- _The data_
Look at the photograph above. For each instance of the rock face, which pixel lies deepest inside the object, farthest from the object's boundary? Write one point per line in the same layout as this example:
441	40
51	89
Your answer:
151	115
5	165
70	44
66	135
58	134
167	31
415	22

- _Exercise details_
Rewrite the lines above, swapping "rock face" for "cliff" and leaving everything else as it is.

- _Result of the task_
Look at the photograph above. For each instance of the cliff, which pixel lies deepest inside the object, farthest from the object's boundary? Write one point per line in the same layout as this example:
441	40
51	89
Your answer:
151	115
5	165
70	44
66	135
58	134
167	31
415	22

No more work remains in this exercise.